PROBLEM STATEMENT:
Lines to be reproduced exactly: the one that holds "Where can you find the windshield" and all those after it through the end of the data. Include no others.

RECORD EXTRACTS:
------------------------------------------------------------

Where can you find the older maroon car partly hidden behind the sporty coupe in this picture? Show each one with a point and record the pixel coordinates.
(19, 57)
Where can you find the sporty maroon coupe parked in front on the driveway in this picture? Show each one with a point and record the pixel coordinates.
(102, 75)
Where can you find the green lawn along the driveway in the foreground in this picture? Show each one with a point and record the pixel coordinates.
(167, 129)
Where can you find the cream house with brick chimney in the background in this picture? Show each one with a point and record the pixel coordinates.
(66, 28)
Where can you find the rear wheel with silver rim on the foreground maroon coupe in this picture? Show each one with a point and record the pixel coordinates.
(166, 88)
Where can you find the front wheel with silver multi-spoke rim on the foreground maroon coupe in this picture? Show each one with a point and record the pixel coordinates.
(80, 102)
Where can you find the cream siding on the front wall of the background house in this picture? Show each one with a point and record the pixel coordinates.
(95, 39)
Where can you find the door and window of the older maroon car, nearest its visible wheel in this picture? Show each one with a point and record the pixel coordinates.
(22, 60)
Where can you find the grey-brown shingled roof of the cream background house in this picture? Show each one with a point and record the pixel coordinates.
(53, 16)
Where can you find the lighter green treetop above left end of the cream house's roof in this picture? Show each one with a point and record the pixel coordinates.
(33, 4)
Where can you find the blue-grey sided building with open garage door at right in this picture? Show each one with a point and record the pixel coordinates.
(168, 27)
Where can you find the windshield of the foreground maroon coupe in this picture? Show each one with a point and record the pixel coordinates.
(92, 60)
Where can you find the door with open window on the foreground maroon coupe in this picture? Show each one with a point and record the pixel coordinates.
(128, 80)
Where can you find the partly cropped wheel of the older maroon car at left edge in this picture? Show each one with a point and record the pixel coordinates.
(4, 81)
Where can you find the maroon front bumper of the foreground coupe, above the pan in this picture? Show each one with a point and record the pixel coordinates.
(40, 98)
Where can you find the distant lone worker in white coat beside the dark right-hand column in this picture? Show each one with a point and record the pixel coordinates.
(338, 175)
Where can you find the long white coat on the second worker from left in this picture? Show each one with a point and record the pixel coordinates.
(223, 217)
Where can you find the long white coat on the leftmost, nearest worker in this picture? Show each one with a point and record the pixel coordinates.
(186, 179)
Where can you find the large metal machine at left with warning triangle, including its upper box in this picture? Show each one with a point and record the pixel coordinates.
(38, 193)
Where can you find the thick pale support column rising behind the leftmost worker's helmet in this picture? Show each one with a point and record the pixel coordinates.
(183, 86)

------------------------------------------------------------

YOUR RESPONSE:
Where can you find the windshield of the foreground maroon coupe in this picture? Show each one with a point and record the pixel coordinates.
(92, 60)
Where can you find the door with open window on the foreground maroon coupe in this picture? Show each one with a point and record the pixel coordinates.
(128, 80)
Where can you find the partly cropped wheel of the older maroon car at left edge in this picture? Show each one with a point and record the pixel coordinates.
(4, 81)
Where can you find the maroon front bumper of the foreground coupe, above the pan in this picture? Show each one with a point and record the pixel coordinates.
(40, 98)
Where can you find the distant lone worker in white coat beside the dark right-hand column in this picture? Show each one with a point and record the pixel coordinates.
(338, 175)
Where can you find the long white coat on the second worker from left in this picture? Show each one with a point and record the pixel coordinates.
(223, 217)
Where can you find the long white coat on the leftmost, nearest worker in this picture? Show each one with a point and record the pixel coordinates.
(186, 179)
Where can you find the large metal machine at left with warning triangle, including its upper box in this picture? Show each one with a point and record the pixel coordinates.
(38, 193)
Where can you find the thick pale support column rising behind the leftmost worker's helmet in this picture? Show each one with a point and record the pixel coordinates.
(183, 86)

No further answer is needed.